PROBLEM DESCRIPTION: Copy every item below line for line, without changing a character. Leave out the pictures.

BEGIN TASK INPUTS

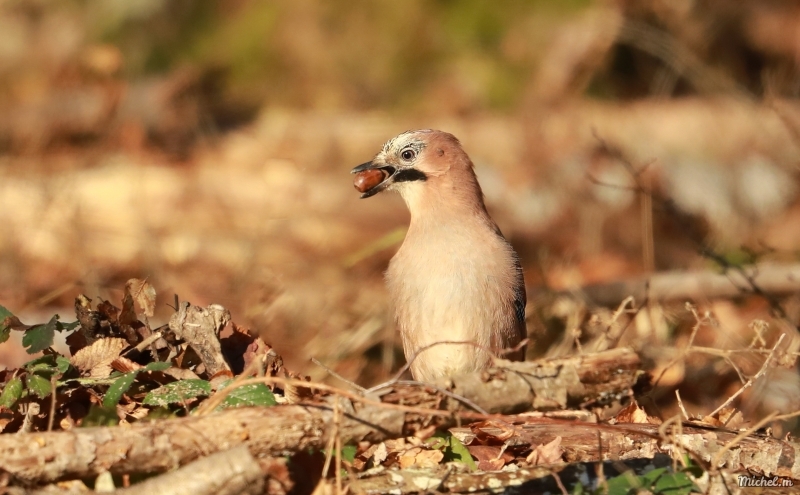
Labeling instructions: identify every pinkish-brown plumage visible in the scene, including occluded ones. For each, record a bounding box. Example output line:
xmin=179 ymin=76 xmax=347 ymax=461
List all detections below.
xmin=353 ymin=130 xmax=526 ymax=381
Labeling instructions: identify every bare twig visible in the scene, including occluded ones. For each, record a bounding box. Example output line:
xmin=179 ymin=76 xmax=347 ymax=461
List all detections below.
xmin=311 ymin=358 xmax=367 ymax=393
xmin=709 ymin=333 xmax=786 ymax=416
xmin=675 ymin=389 xmax=690 ymax=420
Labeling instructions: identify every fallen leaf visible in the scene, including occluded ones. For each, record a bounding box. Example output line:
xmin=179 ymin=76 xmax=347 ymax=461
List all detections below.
xmin=398 ymin=447 xmax=444 ymax=469
xmin=69 ymin=338 xmax=128 ymax=378
xmin=125 ymin=278 xmax=156 ymax=318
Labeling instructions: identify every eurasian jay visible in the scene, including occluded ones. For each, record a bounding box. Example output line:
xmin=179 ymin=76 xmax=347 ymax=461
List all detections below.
xmin=352 ymin=129 xmax=527 ymax=381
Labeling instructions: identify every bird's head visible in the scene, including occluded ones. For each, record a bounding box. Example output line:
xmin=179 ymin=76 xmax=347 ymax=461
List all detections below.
xmin=350 ymin=129 xmax=474 ymax=202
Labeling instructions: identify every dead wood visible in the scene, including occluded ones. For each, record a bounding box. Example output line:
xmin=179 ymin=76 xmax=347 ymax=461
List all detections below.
xmin=0 ymin=406 xmax=403 ymax=483
xmin=349 ymin=420 xmax=800 ymax=494
xmin=450 ymin=420 xmax=800 ymax=479
xmin=0 ymin=349 xmax=639 ymax=483
xmin=439 ymin=348 xmax=640 ymax=414
xmin=114 ymin=445 xmax=264 ymax=495
xmin=540 ymin=263 xmax=800 ymax=307
xmin=349 ymin=466 xmax=552 ymax=495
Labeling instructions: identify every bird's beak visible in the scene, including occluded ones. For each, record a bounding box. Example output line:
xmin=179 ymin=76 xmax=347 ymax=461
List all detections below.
xmin=350 ymin=161 xmax=397 ymax=199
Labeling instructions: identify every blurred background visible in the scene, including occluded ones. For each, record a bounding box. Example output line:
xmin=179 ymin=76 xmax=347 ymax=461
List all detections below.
xmin=0 ymin=0 xmax=800 ymax=424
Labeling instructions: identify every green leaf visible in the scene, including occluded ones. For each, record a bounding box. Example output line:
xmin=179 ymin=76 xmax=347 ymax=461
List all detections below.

END TASK INPUTS

RESULT OF THE TASK:
Labeling instructions: identify every pinkish-brown plumage visible in the scene, including occluded ones. For each, record a bounding box. Example output line:
xmin=179 ymin=76 xmax=347 ymax=461
List all detections below.
xmin=353 ymin=130 xmax=526 ymax=381
Labeling instructions: identify every bare twig visible in the scene, including occluded ones. For each, record a bounding box. Example output line:
xmin=179 ymin=76 xmax=347 ymax=461
List all detections below.
xmin=311 ymin=358 xmax=367 ymax=393
xmin=709 ymin=333 xmax=786 ymax=416
xmin=675 ymin=389 xmax=690 ymax=420
Labeling instructions: identify every fallen leaf visible in the scene, including occluded ones. For each, record a bounding box. Example output line:
xmin=179 ymin=76 xmax=347 ymax=461
List all detections below.
xmin=398 ymin=447 xmax=444 ymax=469
xmin=69 ymin=338 xmax=128 ymax=378
xmin=125 ymin=278 xmax=156 ymax=318
Labeling instructions: identify every eurasian jay visible in the scene, including occluded ones. For each, record a bounding box. Example output line:
xmin=179 ymin=76 xmax=347 ymax=461
List all detections below.
xmin=352 ymin=129 xmax=527 ymax=381
Labeling instructions: identify every bird's head visible in the scene, including occluded ones. For each, record a bounding box. Example output line:
xmin=179 ymin=76 xmax=347 ymax=461
List all detections below.
xmin=350 ymin=129 xmax=474 ymax=202
Labeling instructions: identify every dead wood visible in the scene, including occluded ones. For each, record a bounding box. Example output line:
xmin=179 ymin=76 xmax=347 ymax=461
List all detections below.
xmin=0 ymin=406 xmax=403 ymax=483
xmin=349 ymin=420 xmax=800 ymax=494
xmin=450 ymin=420 xmax=800 ymax=479
xmin=0 ymin=349 xmax=639 ymax=483
xmin=439 ymin=348 xmax=640 ymax=414
xmin=114 ymin=445 xmax=264 ymax=495
xmin=540 ymin=263 xmax=800 ymax=307
xmin=349 ymin=466 xmax=552 ymax=495
Labeling instructions: identify every bird's beak visible in the scene, including occluded ones. For each, record a bounding box. Example output line:
xmin=179 ymin=76 xmax=347 ymax=461
List all detections below.
xmin=350 ymin=161 xmax=397 ymax=199
Labeling instructions: identify every blurred background visible in the scene, including occluded ones. For each, record a bounding box. Example output line:
xmin=179 ymin=76 xmax=347 ymax=461
List all detections below.
xmin=0 ymin=0 xmax=800 ymax=424
Labeling instructions: identify every green leaf visible in the scene, including occluded ones. For each, record a bounding box. Example output line:
xmin=179 ymin=76 xmax=347 ymax=461
List all detections below.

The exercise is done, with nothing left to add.